Substitute "points" for every "clicks" in the stretch of rows from the start through the line containing "positive clicks: (172, 312)", changing nothing else, and leave the pictures out of your answer.

(Stored records)
*** Begin section ***
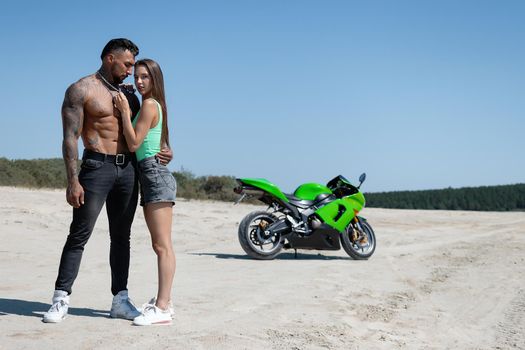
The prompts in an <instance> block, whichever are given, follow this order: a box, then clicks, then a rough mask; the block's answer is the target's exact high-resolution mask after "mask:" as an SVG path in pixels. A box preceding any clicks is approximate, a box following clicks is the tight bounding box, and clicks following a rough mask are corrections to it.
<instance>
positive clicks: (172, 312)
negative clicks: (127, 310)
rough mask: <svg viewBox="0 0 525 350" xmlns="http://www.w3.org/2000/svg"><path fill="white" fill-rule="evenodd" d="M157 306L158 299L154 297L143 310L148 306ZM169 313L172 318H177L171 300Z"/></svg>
mask: <svg viewBox="0 0 525 350" xmlns="http://www.w3.org/2000/svg"><path fill="white" fill-rule="evenodd" d="M156 304H157V297H153V298H151V299H150V301H149V302H148V303H147V304H144V305H142V309H144V308H145V307H146V305H156ZM168 311H169V312H170V315H171V318H173V317H175V309H173V302H172V301H171V300H170V301H168Z"/></svg>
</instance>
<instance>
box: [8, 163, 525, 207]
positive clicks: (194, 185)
mask: <svg viewBox="0 0 525 350" xmlns="http://www.w3.org/2000/svg"><path fill="white" fill-rule="evenodd" d="M173 175H174V176H175V178H176V179H177V196H178V197H182V198H186V199H211V200H221V201H234V200H236V199H237V198H238V197H239V196H238V195H237V194H235V193H233V189H234V188H235V187H236V186H237V183H236V181H235V177H233V176H195V175H194V174H192V173H191V172H190V171H188V170H184V169H181V170H180V171H175V172H174V173H173ZM66 185H67V178H66V171H65V167H64V162H63V160H62V158H53V159H31V160H23V159H19V160H9V159H6V158H0V186H18V187H29V188H65V187H66ZM365 197H366V200H367V206H368V207H376V208H397V209H432V210H434V209H446V210H481V211H511V210H525V184H515V185H501V186H483V187H465V188H458V189H453V188H447V189H441V190H426V191H396V192H376V193H365Z"/></svg>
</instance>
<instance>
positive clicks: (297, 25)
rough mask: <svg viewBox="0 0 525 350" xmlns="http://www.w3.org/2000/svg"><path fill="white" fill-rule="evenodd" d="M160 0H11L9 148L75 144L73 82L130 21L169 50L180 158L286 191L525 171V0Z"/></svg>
mask: <svg viewBox="0 0 525 350" xmlns="http://www.w3.org/2000/svg"><path fill="white" fill-rule="evenodd" d="M145 3H146V2H139V1H84V2H75V1H67V2H66V1H42V2H41V1H23V0H21V1H9V2H7V3H6V4H3V5H2V9H1V12H0V29H1V30H0V44H1V46H0V50H1V53H2V54H1V55H0V63H1V67H2V79H1V85H0V93H1V96H2V103H1V104H0V120H1V125H2V127H1V129H0V130H1V137H0V156H2V157H7V158H10V159H18V158H24V159H31V158H51V157H61V156H62V155H61V141H62V126H61V117H60V106H61V103H62V99H63V96H64V91H65V89H66V88H67V86H68V85H69V84H71V83H72V82H74V81H76V80H77V79H79V78H80V77H82V76H85V75H88V74H91V73H94V72H95V71H96V70H97V69H98V68H99V66H100V58H99V55H100V51H101V50H102V47H103V46H104V45H105V44H106V42H107V41H108V40H109V39H111V38H115V37H127V38H130V39H131V40H133V41H134V42H135V43H136V44H137V45H138V46H139V47H140V57H142V58H143V57H149V58H153V59H155V60H157V61H158V62H159V63H160V65H161V67H162V68H163V71H164V75H165V81H166V90H167V95H168V98H167V102H168V110H169V118H170V119H169V123H170V126H171V130H170V137H171V140H172V146H173V149H174V153H175V159H174V161H173V162H172V164H171V165H170V169H172V170H180V169H181V167H183V168H184V169H187V170H190V171H191V172H193V173H194V174H195V175H198V176H200V175H232V176H236V177H264V178H267V179H268V180H270V181H272V182H274V183H275V184H277V185H278V186H281V187H282V188H283V190H285V191H293V189H294V188H295V186H296V185H298V184H299V183H302V182H326V181H328V180H329V179H330V178H332V177H333V176H335V175H338V174H343V175H345V176H347V177H348V178H349V179H354V180H355V179H357V177H358V176H359V175H360V174H361V172H366V173H367V175H368V179H367V181H366V183H365V185H364V186H363V189H364V190H365V191H372V192H375V191H390V190H414V189H433V188H444V187H449V186H451V187H463V186H481V185H497V184H511V183H518V182H525V156H524V155H523V153H524V151H525V136H524V134H525V96H524V95H525V94H524V93H525V1H520V0H516V1H510V0H509V1H508V0H502V1H496V0H494V1H477V0H476V1H474V0H473V1H461V0H454V1H445V0H439V1H438V0H435V1H419V0H414V1H391V0H384V1H373V0H372V1H350V0H349V1H330V0H324V1H323V0H318V1H285V0H276V1H272V0H264V1H263V0H260V1H255V0H243V1H241V0H239V1H229V0H224V1H211V0H210V1H198V0H197V1H161V2H158V1H150V2H147V5H144V4H145ZM129 82H131V79H129Z"/></svg>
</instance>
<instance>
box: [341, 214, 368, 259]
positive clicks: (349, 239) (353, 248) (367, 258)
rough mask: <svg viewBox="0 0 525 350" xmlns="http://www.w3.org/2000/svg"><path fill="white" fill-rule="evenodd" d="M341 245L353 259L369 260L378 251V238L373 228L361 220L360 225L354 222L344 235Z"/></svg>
mask: <svg viewBox="0 0 525 350" xmlns="http://www.w3.org/2000/svg"><path fill="white" fill-rule="evenodd" d="M341 245H342V246H343V249H344V250H345V251H346V253H347V254H348V255H350V257H351V258H352V259H355V260H366V259H368V258H369V257H371V256H372V254H374V251H375V250H376V236H375V233H374V230H372V226H370V225H369V224H368V222H366V221H365V220H363V219H359V225H357V224H355V223H353V222H352V223H351V224H350V225H348V227H347V228H346V229H345V232H343V234H342V239H341Z"/></svg>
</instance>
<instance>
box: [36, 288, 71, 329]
mask: <svg viewBox="0 0 525 350" xmlns="http://www.w3.org/2000/svg"><path fill="white" fill-rule="evenodd" d="M68 308H69V295H68V294H67V292H65V291H63V290H55V292H54V293H53V300H52V305H51V307H50V308H49V311H48V312H46V313H45V314H44V317H43V318H42V321H44V322H46V323H58V322H60V321H62V320H63V319H64V318H65V317H66V315H67V310H68Z"/></svg>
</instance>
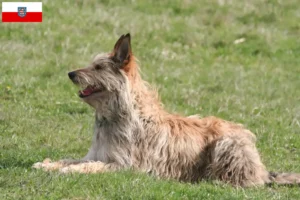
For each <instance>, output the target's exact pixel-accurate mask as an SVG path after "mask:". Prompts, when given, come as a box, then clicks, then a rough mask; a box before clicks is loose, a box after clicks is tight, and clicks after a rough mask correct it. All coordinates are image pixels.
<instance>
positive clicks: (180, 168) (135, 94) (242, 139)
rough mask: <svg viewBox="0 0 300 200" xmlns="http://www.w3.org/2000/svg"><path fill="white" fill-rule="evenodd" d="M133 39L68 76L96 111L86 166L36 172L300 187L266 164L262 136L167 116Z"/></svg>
mask: <svg viewBox="0 0 300 200" xmlns="http://www.w3.org/2000/svg"><path fill="white" fill-rule="evenodd" d="M130 41H131V37H130V34H126V35H122V36H121V37H120V38H119V40H118V41H117V42H116V44H115V46H114V48H113V51H112V52H111V53H109V54H105V55H97V56H96V57H95V58H94V60H93V62H92V63H91V64H89V65H88V66H87V67H86V68H83V69H78V70H76V71H72V72H69V73H68V76H69V78H70V79H71V80H72V82H73V83H74V84H76V85H78V86H79V87H80V88H81V90H80V91H79V97H80V98H81V99H82V100H83V101H84V102H86V103H87V104H89V105H90V106H91V107H93V108H94V109H95V126H94V137H93V142H92V146H91V148H90V149H89V151H88V153H87V155H86V156H85V157H84V158H82V159H80V160H61V161H57V162H52V161H51V160H49V159H46V160H44V161H43V162H39V163H35V164H34V165H33V167H34V168H42V169H44V170H45V171H53V170H58V171H60V172H62V173H76V172H77V173H102V172H108V171H117V170H122V169H133V170H137V171H140V172H145V173H149V174H153V175H155V176H158V177H161V178H167V179H176V180H179V181H185V182H198V181H201V180H208V179H210V180H220V181H223V182H225V183H229V184H231V185H233V186H241V187H249V186H259V185H264V184H270V183H279V184H299V183H300V174H296V173H271V172H268V171H267V170H266V168H265V166H264V165H263V163H262V162H261V159H260V155H259V153H258V151H257V149H256V147H255V140H256V138H255V135H254V134H253V133H252V132H250V131H249V130H247V129H245V128H244V127H243V126H242V125H240V124H235V123H232V122H228V121H225V120H222V119H218V118H216V117H206V118H199V117H197V116H190V117H183V116H180V115H175V114H170V113H168V112H167V111H166V110H164V108H163V106H162V104H161V102H160V101H159V97H158V95H157V92H156V91H155V90H154V89H152V88H151V87H150V86H149V84H148V83H147V82H145V81H144V80H143V79H142V78H141V76H140V73H139V67H138V64H137V61H136V58H135V57H134V55H133V53H132V48H131V42H130Z"/></svg>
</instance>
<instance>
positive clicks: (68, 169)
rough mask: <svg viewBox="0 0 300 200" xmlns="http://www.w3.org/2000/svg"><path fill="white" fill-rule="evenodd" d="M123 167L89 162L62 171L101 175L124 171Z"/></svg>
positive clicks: (110, 163)
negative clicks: (112, 171)
mask: <svg viewBox="0 0 300 200" xmlns="http://www.w3.org/2000/svg"><path fill="white" fill-rule="evenodd" d="M122 168H123V167H122V166H120V165H118V164H116V163H108V164H107V163H103V162H100V161H87V162H82V163H79V164H71V165H68V166H66V167H64V168H61V169H60V172H62V173H83V174H89V173H101V172H109V171H116V170H119V169H122Z"/></svg>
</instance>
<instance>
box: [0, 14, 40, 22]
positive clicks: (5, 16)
mask: <svg viewBox="0 0 300 200" xmlns="http://www.w3.org/2000/svg"><path fill="white" fill-rule="evenodd" d="M42 21H43V13H42V12H27V13H26V16H25V17H19V15H18V13H17V12H3V13H2V22H42Z"/></svg>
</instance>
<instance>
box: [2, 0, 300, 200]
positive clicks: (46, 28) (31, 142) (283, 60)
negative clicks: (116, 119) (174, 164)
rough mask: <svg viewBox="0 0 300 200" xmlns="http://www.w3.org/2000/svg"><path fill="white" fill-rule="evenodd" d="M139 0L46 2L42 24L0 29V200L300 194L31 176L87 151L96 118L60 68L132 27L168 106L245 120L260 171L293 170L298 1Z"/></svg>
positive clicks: (297, 154)
mask: <svg viewBox="0 0 300 200" xmlns="http://www.w3.org/2000/svg"><path fill="white" fill-rule="evenodd" d="M149 2H150V1H137V0H136V1H134V0H132V1H129V0H128V1H127V0H122V1H116V0H103V1H96V0H89V1H83V0H65V1H61V0H45V1H43V23H37V24H31V23H27V24H21V23H15V24H13V23H12V24H4V23H1V24H0V70H1V71H0V72H1V73H0V199H299V198H300V188H299V187H281V186H276V185H274V186H272V187H261V188H250V189H236V188H232V187H230V186H228V185H224V184H218V183H215V182H201V183H199V184H187V183H179V182H176V181H172V180H170V181H168V180H159V179H157V178H154V177H151V176H147V175H144V174H137V173H134V172H130V171H125V172H119V173H107V174H96V175H79V174H73V175H61V174H59V173H45V172H43V171H39V170H34V169H31V166H32V164H33V163H35V162H38V161H42V160H43V159H44V158H47V157H49V158H51V159H53V160H58V159H61V158H80V157H83V156H84V155H85V154H86V153H87V151H88V148H89V146H90V143H91V138H92V127H93V122H94V117H93V115H94V114H93V110H92V109H91V108H89V107H88V105H86V104H84V103H83V102H81V101H80V99H79V98H78V97H77V90H78V88H76V87H75V86H74V85H73V84H72V83H71V81H70V80H69V79H68V77H67V72H68V71H71V70H72V69H75V68H80V67H83V66H85V65H86V64H88V63H89V62H90V60H91V59H92V57H93V56H94V55H95V54H96V53H98V52H108V51H110V50H112V47H113V45H114V43H115V41H116V40H117V39H118V38H119V36H120V35H121V34H124V33H127V32H130V33H131V35H132V46H133V52H134V53H135V55H136V56H137V57H138V58H139V60H140V64H141V69H142V72H143V77H144V79H146V80H147V81H149V82H150V83H151V84H154V85H155V86H156V87H157V88H158V89H159V92H160V95H161V98H162V101H163V103H164V104H165V107H166V108H167V109H168V110H169V111H171V112H177V113H181V114H184V115H191V114H196V113H200V115H201V116H209V115H215V116H218V117H221V118H224V119H226V120H231V121H235V122H240V123H243V124H245V126H247V127H248V128H249V129H250V130H252V131H253V132H254V133H255V134H256V135H257V139H258V142H257V147H258V149H259V150H260V152H261V156H262V159H263V161H264V163H265V164H266V166H267V168H268V170H270V171H281V172H283V171H284V172H285V171H287V172H290V171H294V172H299V173H300V57H299V55H300V45H299V44H300V37H299V35H300V24H299V21H300V7H299V2H298V1H297V0H286V1H279V0H263V1H262V0H251V1H239V0H231V1H229V0H228V1H226V0H203V1H202V0H201V1H197V0H184V1H179V0H175V1H173V0H160V1H155V2H156V3H149Z"/></svg>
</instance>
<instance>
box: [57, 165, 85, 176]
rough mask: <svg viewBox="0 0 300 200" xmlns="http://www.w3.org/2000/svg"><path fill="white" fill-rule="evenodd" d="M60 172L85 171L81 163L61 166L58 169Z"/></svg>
mask: <svg viewBox="0 0 300 200" xmlns="http://www.w3.org/2000/svg"><path fill="white" fill-rule="evenodd" d="M59 172H60V173H62V174H70V173H85V171H84V169H83V168H82V166H81V165H69V166H67V167H63V168H61V169H60V170H59Z"/></svg>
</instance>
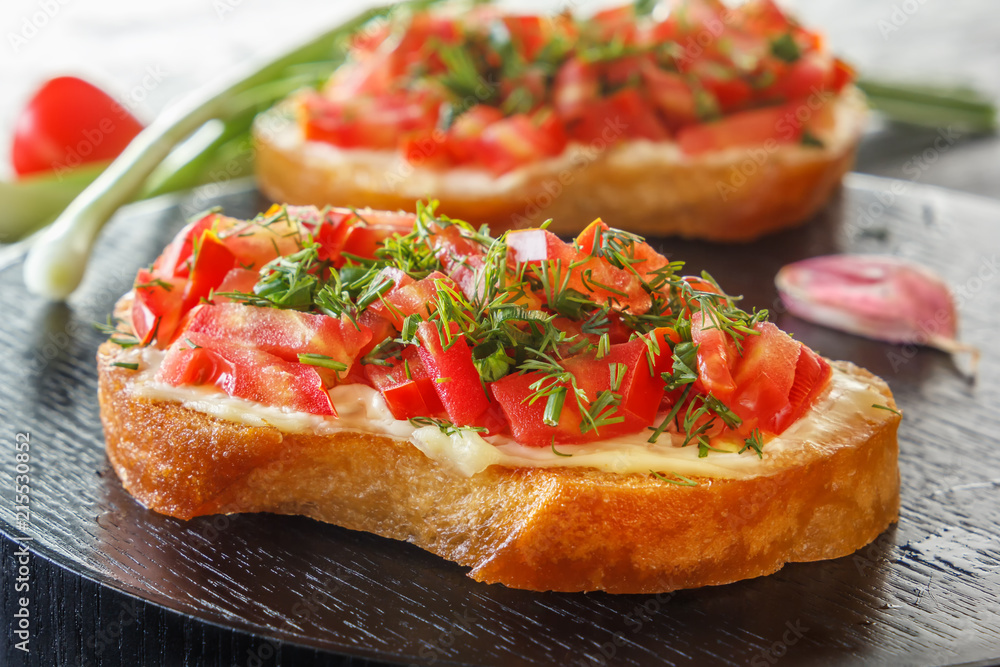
*** End section ***
REPLY:
The prompts in an <instance> block, whichever are given, follow this order: a box, then points, then a rough mask; the block's answer is the target's exact high-resolution mask after "mask:" as an SVG path in pixels. A box preceding any points is approximate, a box following points is the tight bounding box, and points following a rough mask are corrections to it.
<instance>
positive points: (172, 312)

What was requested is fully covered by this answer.